━━ Entries provided

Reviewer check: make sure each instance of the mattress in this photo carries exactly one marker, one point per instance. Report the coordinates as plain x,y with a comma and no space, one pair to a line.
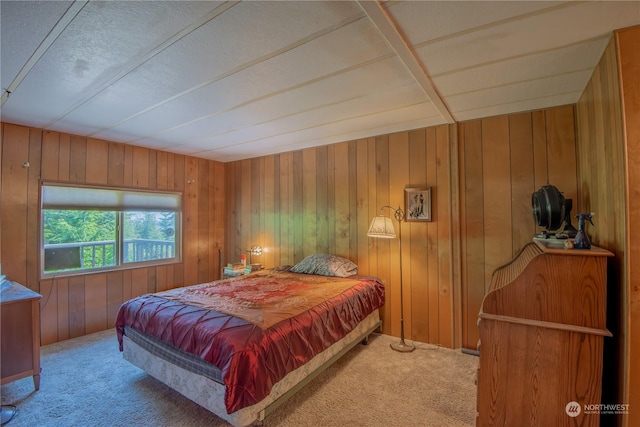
209,393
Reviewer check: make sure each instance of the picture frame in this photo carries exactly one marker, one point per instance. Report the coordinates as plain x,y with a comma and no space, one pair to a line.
417,204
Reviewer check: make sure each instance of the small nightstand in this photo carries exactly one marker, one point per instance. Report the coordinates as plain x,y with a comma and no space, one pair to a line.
20,333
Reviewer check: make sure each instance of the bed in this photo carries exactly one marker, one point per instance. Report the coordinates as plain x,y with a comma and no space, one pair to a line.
240,347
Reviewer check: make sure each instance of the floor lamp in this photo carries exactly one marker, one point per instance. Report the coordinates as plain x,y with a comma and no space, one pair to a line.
382,227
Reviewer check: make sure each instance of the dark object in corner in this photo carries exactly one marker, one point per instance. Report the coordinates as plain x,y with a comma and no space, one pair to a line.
550,210
582,240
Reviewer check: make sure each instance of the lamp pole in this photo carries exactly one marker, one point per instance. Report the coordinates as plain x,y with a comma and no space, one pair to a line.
402,346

━━━━

# Written request:
Please write out the whole listing above again, request lines included, and shift every coordinate in the answers by adding 127 to each number. Leave the pictures out.

# Finished task:
Reviewer check: make sure each instance of the mattress in this photo carries exactly one marker, one point per instance. Report the coordinates as plain x,y with a comma and no space, one pair to a line.
336,520
Reviewer check: make sure each instance of the picture frame in this photo carries exactly one marker, one point per instance. Report the coordinates as plain x,y with a comma and no space, one pair to a line.
544,331
Reviewer check: make sure each instance of the small nightstand in this photo carries exactly one marker, one point per instance. Report the coordinates as plain x,y with a comma and no space, one pair to a line.
147,460
Reviewer check: make sure each instance of the bed in this photo carries exactly one marker, one point per instance. Report the coordinates as plain x,y with a comma and no space, one pair to a line.
367,474
Reviewer check: make sure each instance of the floor lamp in this photo carries exactly one marker, one point per instance. Report the coordinates as plain x,y with a comma and no space, one pair to a line.
509,354
Reviewer check: make sure each instance of the dark object in corner in this photo carries exactly one marker, one point per instance. Report the coordinates as plain x,y with a comma and no space, one pair to a line.
677,337
709,367
Reviewer check: make sure each instance of the lamp pole in this photo carries exactly one marker, one point per instance. Report the coordinates as plain x,y with a comma and no space, one pair to a line.
529,473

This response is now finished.